[Data entries]
- - - -

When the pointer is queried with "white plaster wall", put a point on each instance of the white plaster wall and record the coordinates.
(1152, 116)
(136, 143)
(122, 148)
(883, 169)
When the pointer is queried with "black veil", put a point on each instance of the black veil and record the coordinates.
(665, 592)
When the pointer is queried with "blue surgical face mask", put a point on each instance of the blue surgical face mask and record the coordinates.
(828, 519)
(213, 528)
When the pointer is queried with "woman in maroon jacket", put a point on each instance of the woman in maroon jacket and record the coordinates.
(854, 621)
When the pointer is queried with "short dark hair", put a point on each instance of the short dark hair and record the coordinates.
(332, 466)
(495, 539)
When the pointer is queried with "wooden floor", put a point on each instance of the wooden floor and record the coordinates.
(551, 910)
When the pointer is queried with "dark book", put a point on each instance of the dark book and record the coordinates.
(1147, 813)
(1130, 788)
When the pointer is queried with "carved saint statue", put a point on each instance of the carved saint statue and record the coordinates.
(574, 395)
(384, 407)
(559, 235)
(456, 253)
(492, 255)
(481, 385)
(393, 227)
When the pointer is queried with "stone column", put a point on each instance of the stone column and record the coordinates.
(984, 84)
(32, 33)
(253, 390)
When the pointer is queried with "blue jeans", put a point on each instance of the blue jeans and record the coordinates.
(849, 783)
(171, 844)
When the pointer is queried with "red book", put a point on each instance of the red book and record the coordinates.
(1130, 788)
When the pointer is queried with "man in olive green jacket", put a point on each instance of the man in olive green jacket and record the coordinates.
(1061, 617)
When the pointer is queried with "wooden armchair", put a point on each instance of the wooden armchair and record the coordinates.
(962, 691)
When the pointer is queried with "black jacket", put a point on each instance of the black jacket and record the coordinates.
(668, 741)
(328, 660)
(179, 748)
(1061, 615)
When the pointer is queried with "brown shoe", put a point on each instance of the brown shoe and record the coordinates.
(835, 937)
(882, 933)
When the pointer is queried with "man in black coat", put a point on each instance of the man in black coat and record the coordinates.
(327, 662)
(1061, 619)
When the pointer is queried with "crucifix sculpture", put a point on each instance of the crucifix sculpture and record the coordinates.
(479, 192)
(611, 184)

- - - -

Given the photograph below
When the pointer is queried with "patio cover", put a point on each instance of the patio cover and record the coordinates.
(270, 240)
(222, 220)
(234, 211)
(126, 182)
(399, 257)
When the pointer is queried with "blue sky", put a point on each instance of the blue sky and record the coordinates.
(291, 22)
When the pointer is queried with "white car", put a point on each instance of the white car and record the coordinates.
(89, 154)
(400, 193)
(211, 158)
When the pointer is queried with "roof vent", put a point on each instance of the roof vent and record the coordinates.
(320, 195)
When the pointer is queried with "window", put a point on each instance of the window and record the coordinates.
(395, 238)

- - - -

State how many lines of the items contain the word "dark", giving only the number. Case counts.

_Worked solution_
2